The problem >>
The output should be exactly the lines from the one containing "Could you point out the cockroach pronotum" through the last line of the records, and only those.

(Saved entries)
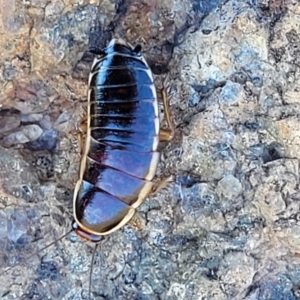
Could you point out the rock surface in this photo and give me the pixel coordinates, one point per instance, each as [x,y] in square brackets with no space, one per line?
[228,226]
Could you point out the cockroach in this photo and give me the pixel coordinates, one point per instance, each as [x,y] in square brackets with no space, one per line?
[120,155]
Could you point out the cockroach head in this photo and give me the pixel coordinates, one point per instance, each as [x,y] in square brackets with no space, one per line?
[114,43]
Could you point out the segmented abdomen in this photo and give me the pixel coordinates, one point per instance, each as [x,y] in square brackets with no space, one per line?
[121,158]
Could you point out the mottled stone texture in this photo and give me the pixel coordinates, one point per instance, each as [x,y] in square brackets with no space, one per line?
[228,226]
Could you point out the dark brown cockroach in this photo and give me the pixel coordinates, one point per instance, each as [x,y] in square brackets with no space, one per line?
[120,156]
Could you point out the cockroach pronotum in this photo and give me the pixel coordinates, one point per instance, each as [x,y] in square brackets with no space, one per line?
[120,156]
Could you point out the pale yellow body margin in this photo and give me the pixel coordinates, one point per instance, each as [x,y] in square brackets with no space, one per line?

Output of the task >>
Could you point out the cockroach pronotum in this photo and give me the pixel coordinates, one point per instance, each as [x,y] in square brackets with no space, one per line?
[120,156]
Could you point out the pale yellow body margin in this photo and give me the pixel coordinates, one point per instance, each as [x,y] in square brackets with no space, one per line?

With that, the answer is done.